WHAT YOU SHOULD DO: Find the line with "One marker serves each instance of the bare" in the entries below, then reproduce it and every line after it down to and including the line with "One marker serves each instance of the tractor rear", exactly.

PROVIDED INFORMATION:
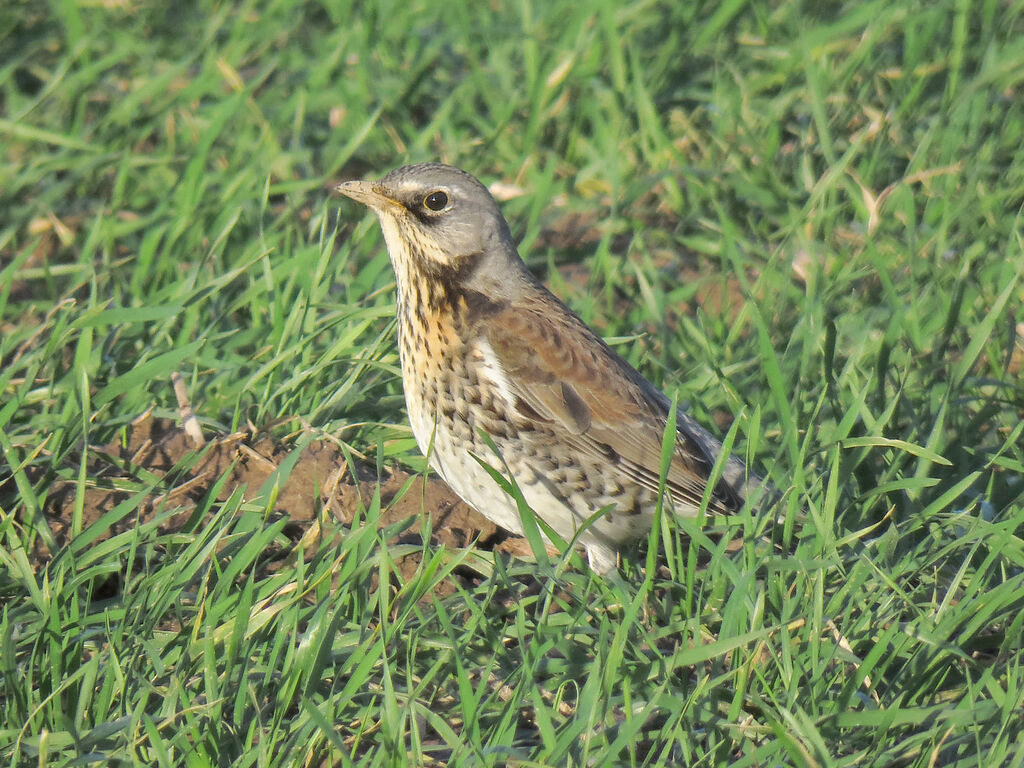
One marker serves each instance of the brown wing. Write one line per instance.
==
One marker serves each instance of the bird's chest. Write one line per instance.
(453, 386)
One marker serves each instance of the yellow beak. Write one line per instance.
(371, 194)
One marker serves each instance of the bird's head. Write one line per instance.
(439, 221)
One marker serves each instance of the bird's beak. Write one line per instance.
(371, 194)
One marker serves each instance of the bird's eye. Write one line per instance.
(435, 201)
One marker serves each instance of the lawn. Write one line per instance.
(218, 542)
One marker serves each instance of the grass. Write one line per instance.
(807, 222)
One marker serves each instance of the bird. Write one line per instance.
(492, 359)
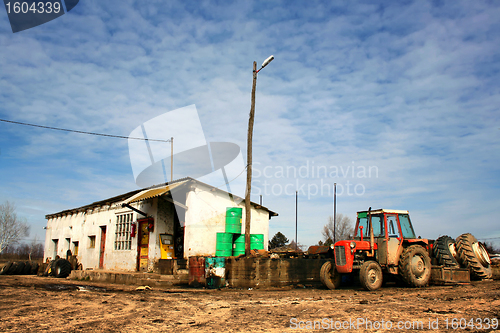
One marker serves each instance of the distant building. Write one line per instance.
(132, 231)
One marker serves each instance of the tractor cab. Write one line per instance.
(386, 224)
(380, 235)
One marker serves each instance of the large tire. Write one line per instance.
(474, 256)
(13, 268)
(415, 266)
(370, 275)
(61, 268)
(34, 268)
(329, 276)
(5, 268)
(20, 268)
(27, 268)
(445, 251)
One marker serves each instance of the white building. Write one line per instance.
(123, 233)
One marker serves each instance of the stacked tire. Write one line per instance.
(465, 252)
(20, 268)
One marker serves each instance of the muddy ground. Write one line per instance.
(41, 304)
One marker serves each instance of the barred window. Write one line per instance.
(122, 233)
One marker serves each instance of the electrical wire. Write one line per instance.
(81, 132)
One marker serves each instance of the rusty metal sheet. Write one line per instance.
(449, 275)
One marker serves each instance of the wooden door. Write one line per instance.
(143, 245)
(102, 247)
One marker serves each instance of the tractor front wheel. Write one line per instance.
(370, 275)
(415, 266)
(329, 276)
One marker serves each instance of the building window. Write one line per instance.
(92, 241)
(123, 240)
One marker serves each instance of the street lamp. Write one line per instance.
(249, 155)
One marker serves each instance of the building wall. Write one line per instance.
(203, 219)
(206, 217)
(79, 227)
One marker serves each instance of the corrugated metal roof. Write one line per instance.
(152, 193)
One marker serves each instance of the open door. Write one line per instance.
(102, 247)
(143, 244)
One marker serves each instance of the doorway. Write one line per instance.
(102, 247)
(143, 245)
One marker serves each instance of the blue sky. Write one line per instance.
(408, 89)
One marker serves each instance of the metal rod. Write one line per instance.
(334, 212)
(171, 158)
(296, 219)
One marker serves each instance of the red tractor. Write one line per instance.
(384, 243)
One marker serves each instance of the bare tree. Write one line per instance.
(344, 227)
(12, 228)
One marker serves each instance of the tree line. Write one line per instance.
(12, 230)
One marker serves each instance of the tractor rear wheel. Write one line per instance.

ANSWER TO THIS PROBLEM:
One marker serves each instance of the bare tree. Write one line per instance.
(344, 227)
(12, 228)
One marker serves each instance of the tree line. Write one line per instance.
(12, 230)
One marker serves each instance of the tractor rear wheel. Write one line per instance.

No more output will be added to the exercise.